§ Given records:

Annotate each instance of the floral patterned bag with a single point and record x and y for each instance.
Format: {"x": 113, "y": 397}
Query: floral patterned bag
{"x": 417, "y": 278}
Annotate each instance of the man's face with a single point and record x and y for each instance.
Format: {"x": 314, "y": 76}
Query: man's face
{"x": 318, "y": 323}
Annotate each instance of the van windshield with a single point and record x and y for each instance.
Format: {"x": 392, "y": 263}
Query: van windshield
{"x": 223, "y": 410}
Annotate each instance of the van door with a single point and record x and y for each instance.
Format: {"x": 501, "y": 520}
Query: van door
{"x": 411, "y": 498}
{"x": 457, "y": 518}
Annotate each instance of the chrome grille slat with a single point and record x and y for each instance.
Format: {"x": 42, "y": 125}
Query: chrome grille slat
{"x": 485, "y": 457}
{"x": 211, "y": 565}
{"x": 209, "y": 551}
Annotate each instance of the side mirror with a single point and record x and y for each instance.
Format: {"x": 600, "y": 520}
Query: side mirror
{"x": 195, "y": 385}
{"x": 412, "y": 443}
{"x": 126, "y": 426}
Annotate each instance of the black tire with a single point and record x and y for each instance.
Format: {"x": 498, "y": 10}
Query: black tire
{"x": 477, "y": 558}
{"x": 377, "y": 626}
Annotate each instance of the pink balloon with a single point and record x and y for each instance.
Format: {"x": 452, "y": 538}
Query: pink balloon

---

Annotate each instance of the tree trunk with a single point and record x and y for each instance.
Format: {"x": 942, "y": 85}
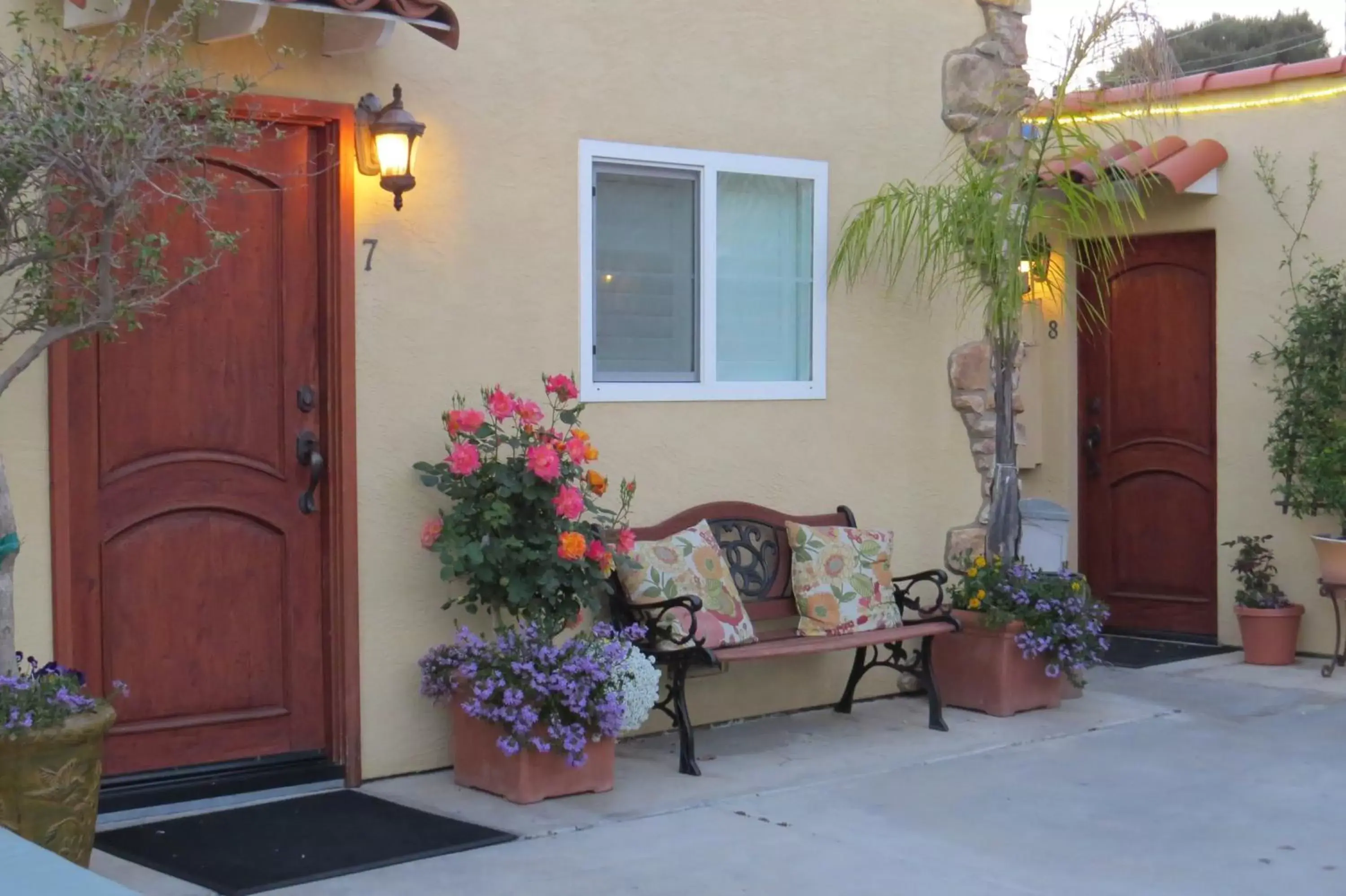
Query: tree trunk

§ Your objective: Change "tree trunk" to "tree branch" in the stretch from "Annotate each instance of the tree" through "Query: tree trunk", keeping everything else the same. Give back only those lines, without the pictures.

§ Output:
Annotate each instance of the tree branch with a single point and record x and y for each instance.
Format: {"x": 942, "y": 85}
Query: tree branch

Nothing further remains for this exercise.